-- The data follows --

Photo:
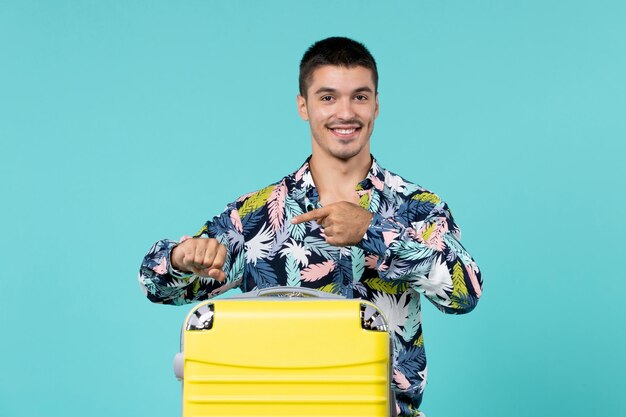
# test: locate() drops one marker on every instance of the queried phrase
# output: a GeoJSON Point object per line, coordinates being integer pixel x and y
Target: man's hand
{"type": "Point", "coordinates": [203, 257]}
{"type": "Point", "coordinates": [343, 223]}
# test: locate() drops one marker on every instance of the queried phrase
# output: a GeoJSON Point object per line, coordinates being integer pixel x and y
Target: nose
{"type": "Point", "coordinates": [345, 110]}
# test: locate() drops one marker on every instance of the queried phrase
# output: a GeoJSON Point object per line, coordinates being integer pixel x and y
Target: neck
{"type": "Point", "coordinates": [336, 179]}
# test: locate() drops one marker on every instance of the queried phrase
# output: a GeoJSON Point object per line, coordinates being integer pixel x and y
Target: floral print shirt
{"type": "Point", "coordinates": [411, 248]}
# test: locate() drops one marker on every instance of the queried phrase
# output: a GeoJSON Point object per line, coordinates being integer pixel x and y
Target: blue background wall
{"type": "Point", "coordinates": [123, 122]}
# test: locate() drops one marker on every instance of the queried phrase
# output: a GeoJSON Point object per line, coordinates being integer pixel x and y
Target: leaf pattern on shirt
{"type": "Point", "coordinates": [411, 248]}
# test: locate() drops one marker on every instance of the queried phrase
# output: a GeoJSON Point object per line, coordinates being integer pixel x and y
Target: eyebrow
{"type": "Point", "coordinates": [333, 90]}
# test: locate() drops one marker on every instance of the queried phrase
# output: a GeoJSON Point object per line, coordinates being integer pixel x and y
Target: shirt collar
{"type": "Point", "coordinates": [300, 183]}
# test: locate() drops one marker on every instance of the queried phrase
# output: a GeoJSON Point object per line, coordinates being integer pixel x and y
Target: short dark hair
{"type": "Point", "coordinates": [338, 51]}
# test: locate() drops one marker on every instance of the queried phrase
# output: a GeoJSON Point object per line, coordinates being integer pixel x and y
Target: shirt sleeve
{"type": "Point", "coordinates": [421, 244]}
{"type": "Point", "coordinates": [161, 283]}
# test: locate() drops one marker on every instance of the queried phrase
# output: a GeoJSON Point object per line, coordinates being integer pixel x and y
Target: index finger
{"type": "Point", "coordinates": [315, 214]}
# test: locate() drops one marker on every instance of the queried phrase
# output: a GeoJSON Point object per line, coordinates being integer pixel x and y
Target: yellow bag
{"type": "Point", "coordinates": [285, 351]}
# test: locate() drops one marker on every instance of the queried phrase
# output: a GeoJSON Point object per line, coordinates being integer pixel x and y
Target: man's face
{"type": "Point", "coordinates": [341, 106]}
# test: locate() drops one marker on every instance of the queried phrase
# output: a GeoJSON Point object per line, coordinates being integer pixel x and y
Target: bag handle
{"type": "Point", "coordinates": [289, 292]}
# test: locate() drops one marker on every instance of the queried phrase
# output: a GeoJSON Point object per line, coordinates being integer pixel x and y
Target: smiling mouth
{"type": "Point", "coordinates": [344, 132]}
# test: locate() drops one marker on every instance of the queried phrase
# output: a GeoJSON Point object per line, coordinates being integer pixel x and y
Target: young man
{"type": "Point", "coordinates": [341, 223]}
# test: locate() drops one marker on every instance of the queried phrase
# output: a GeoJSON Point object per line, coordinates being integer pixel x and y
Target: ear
{"type": "Point", "coordinates": [302, 110]}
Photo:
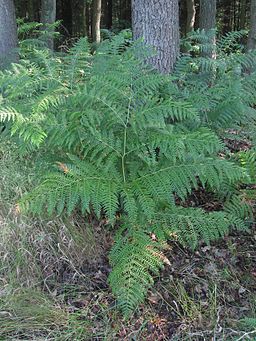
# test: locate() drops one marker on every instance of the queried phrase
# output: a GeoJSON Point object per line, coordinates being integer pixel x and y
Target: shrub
{"type": "Point", "coordinates": [114, 138]}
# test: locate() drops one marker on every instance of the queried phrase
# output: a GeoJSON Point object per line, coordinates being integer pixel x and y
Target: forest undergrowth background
{"type": "Point", "coordinates": [53, 283]}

-- The data concluded --

▶ **About this exercise**:
For each line above, output its wording exactly and leave out any picture.

▶ **Solution**:
Photo:
# test: locate() drops one marker on every instance of the queried phrase
# output: a GeoJSON Point object per line, coordinates being integer pixel x and y
Target: man's hand
{"type": "Point", "coordinates": [203, 257]}
{"type": "Point", "coordinates": [343, 223]}
# test: locate() drops one marker on every instance of the queried phrase
# output: a GeoJSON Point object per line, coordinates being integer pixel x and y
Target: nose
{"type": "Point", "coordinates": [345, 110]}
# test: locate() drops one marker on every instance of the queried phrase
# output: a GeoJSON Point object per line, coordinates being integer pixel x and y
Target: neck
{"type": "Point", "coordinates": [336, 179]}
# test: locate() drops one marker on every instance of the queried phrase
# output: a GeoJSON Point object per line, coordinates being integer pixel x and y
Target: floral print shirt
{"type": "Point", "coordinates": [411, 248]}
# test: locate() drops one marker on every instance of the queried phrase
# output: a GeoJSON Point object per line, coordinates being integer pixel x and y
Target: blue background wall
{"type": "Point", "coordinates": [123, 122]}
# test: locate() drops one marker on every instance of the queried phrase
# output: a GeoJSON Point object per line, coordinates being integer pixel x and y
Target: leaf pattern on shirt
{"type": "Point", "coordinates": [411, 248]}
# test: locate() drops one marker on every instance of the queried phrase
# output: a GeoJSON Point object per line, coordinates being integer pixel x and y
Target: eyebrow
{"type": "Point", "coordinates": [333, 90]}
# test: locate() drops one marker on every instance of the queried phrase
# output: a GeoJSON Point object per line, coordinates being integer pixel x and y
Target: shirt collar
{"type": "Point", "coordinates": [300, 183]}
# test: locate() drops one marker on every instance of the queried phrase
# output: a GeoJSON Point object per line, coordinates being integer pixel x and y
Target: short dark hair
{"type": "Point", "coordinates": [338, 51]}
# test: locate() drops one marker on every instance of the queried phrase
# output: a GeoJSON Point object per line, coordinates being integer pixel x and y
Target: shirt sleeve
{"type": "Point", "coordinates": [421, 244]}
{"type": "Point", "coordinates": [161, 283]}
# test: locate() drops one marker on every instance of the queried phrase
# output: a GeoJSON Point object per line, coordinates being integer pixel x and y
Target: index finger
{"type": "Point", "coordinates": [315, 214]}
# test: locate() drops one marker on every instance of the queried phrase
# output: a GeoJSON Point object per line, coordinates being integer pixel x and y
Target: yellow bag
{"type": "Point", "coordinates": [285, 351]}
# test: locate() drops one marker on every instance of the queried phrase
# output: a GeoJSON Point object per line, coordinates being integer pixel x and y
Target: man's face
{"type": "Point", "coordinates": [341, 106]}
# test: locate() drops one marker on every instance of the queried phrase
# output: a GeoJSON Point object per line, coordinates being integer pixel x and y
Target: bag handle
{"type": "Point", "coordinates": [289, 292]}
# test: locate() drops one marker on every instance of the queried phrase
# output: a GeoJSON Point object per line, coordinates being integer pixel x and y
Target: smiling mouth
{"type": "Point", "coordinates": [344, 132]}
# test: locate() drops one marker on every instance of the queried phrase
# output: a GeoJSON Point object per line, coordinates being integer pixel x and y
Target: young man
{"type": "Point", "coordinates": [341, 223]}
# test: locate() drops one marker on every instance of the queried phrase
# output: a GeoJSON Point object per line, coordinates being integer pixel x and y
Target: ear
{"type": "Point", "coordinates": [302, 110]}
Photo:
# test: locate() drops one marker on every instance of the queried phrase
# output: a GeoJSON Point object per line, coordinates being integer pixel x and y
Target: shrub
{"type": "Point", "coordinates": [114, 138]}
# test: locate() drops one marker on every instance of the queried phrase
# output: a GeoJSON Point object per line, coordinates being integer pixel x and y
Target: forest undergrowth background
{"type": "Point", "coordinates": [53, 283]}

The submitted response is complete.